=== TESTO CITATO ===

ABISSO

Ricco Epulone e povero Lazzaro. Tra loro l'abisso. Uno distanzia il ricco verso la fine di se stesso, lo allontana sempre più da se stesso, verso il nulla della morte e verso la punizione eterna, a mo' di contrappasso. Uno distanzia il povero dal ricco, verso il fine al quale il povero viene destinato a mo' di premio e di contrappasso. La parabola molto energicamente ci sottolinea l'urgenza del rapporto umano da vivere appieno, specie verso chi ha bisogno, per evitare di fare una brutta fine. A che vale avere tutto, se poi ti perdi? Sembra dire. Ogni comportamento induce una frattura se è disumano, recando come conseguenza una impossibilità di vita serena. Ciò che viene escluso appare invece privilegiato. Si sottolinea il valore che rimane al di là di tutto ciò che cade nell'abisso: l'umanità. Se non c'è questa, ogni ripensamento non ha più senso e non ha alcuna possibilità. L'abisso crea incomunicabilità sempre più netta tra chi sceglie di non condividere con l'altro. Il nulla anche nel presente è sempre alle porte, e squalifica ogni ricchezza, valorizzando chi viene escluso agli occhi della logica mondana. Un invito, quello della parabola, all'attenzione all'altro, per non perdere il meglio di se stessi: la vera ricchezza. Ogni strada epulonica finisce negli abissi, ogni incontro con l'altro crea il futuro di un mondo di speranza, di giustizia e di pace.

===

OBIETTIVO DICHIARATO -> Estrai per intero il testo qui sopra sulla parabola del ricco Epulone e di Lazzaro, senza cambiare nulla.

=== DATI DI ORIGINE ===

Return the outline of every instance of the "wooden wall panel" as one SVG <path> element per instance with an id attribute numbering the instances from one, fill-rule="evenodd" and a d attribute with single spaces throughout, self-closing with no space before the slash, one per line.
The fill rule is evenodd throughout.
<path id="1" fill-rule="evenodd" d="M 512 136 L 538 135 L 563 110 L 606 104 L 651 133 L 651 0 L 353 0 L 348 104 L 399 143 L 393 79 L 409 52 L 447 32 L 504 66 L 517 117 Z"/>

===

RISPOSTA FINALE ->
ABISSO

Ricco Epulone e povero Lazzaro. Tra loro l'abisso. Uno distanzia il ricco verso la fine di se stesso, lo allontana sempre più da se stesso, verso il nulla della morte e verso la punizione eterna, a mo' di contrappasso. Uno distanzia il povero dal ricco, verso il fine al quale il povero viene destinato a mo' di premio e di contrappasso. La parabola molto energicamente ci sottolinea l'urgenza del rapporto umano da vivere appieno, specie verso chi ha bisogno, per evitare di fare una brutta fine. A che vale avere tutto, se poi ti perdi? Sembra dire. Ogni comportamento induce una frattura se è disumano, recando come conseguenza una impossibilità di vita serena. Ciò che viene escluso appare invece privilegiato. Si sottolinea il valore che rimane al di là di tutto ciò che cade nell'abisso: l'umanità. Se non c'è questa, ogni ripensamento non ha più senso e non ha alcuna possibilità. L'abisso crea incomunicabilità sempre più netta tra chi sceglie di non condividere con l'altro. Il nulla anche nel presente è sempre alle porte, e squalifica ogni ricchezza, valorizzando chi viene escluso agli occhi della logica mondana. Un invito, quello della parabola, all'attenzione all'altro, per non perdere il meglio di se stessi: la vera ricchezza. Ogni strada epulonica finisce negli abissi, ogni incontro con l'altro crea il futuro di un mondo di speranza, di giustizia e di pace.